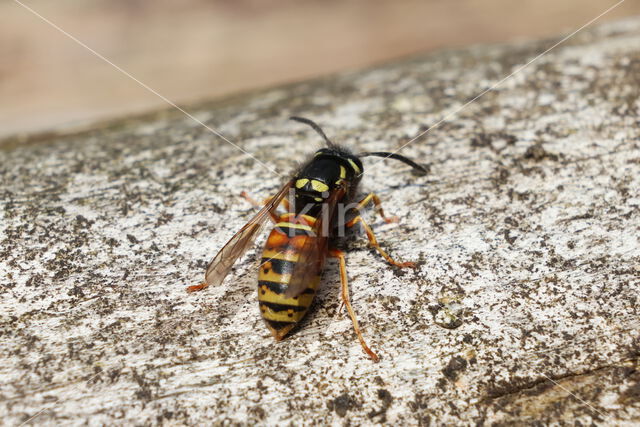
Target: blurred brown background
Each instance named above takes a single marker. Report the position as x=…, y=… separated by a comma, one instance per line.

==

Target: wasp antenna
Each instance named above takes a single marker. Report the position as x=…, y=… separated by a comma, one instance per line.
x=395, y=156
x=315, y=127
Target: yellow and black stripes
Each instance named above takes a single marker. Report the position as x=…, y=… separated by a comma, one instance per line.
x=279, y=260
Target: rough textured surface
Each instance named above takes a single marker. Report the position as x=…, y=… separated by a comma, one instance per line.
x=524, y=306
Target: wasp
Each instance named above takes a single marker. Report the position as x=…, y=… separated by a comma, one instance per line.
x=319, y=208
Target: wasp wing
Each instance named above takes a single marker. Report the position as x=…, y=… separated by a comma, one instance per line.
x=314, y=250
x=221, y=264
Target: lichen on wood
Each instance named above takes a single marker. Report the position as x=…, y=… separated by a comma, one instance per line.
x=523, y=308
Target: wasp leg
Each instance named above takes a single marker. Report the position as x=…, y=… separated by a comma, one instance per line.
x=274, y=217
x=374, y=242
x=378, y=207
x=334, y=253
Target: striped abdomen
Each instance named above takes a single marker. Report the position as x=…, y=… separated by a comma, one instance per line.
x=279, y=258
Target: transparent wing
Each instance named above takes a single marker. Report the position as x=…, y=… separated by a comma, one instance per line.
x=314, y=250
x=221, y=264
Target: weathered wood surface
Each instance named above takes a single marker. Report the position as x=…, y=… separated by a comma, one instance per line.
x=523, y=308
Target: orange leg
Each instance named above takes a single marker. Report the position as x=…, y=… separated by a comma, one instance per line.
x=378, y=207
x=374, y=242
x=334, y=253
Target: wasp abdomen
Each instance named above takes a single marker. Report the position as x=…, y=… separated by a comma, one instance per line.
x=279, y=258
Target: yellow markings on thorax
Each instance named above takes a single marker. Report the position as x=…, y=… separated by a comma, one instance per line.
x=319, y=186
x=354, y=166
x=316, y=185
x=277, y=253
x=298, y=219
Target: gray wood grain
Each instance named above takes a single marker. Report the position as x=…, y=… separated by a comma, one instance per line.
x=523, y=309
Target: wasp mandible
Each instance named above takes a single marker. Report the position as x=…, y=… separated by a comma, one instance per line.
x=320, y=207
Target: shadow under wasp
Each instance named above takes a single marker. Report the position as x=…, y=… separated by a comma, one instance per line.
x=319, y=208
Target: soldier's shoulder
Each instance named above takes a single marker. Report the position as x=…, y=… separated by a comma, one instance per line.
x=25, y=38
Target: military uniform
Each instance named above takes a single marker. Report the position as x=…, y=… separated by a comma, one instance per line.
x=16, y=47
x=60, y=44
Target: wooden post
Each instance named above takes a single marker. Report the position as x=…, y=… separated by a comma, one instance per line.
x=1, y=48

## ЗАДАНИЕ:
Выведите дословно строки списка, начиная со строки с «Target: yellow markings on thorax» и заканчивая строкой с «x=298, y=219» включительно.

## РЕЗУЛЬТАТ:
Target: yellow markings on thorax
Each instance named above takes a single marker. Report the position as x=…, y=… separated by a comma, one instance per line.
x=319, y=186
x=354, y=166
x=316, y=185
x=277, y=253
x=298, y=219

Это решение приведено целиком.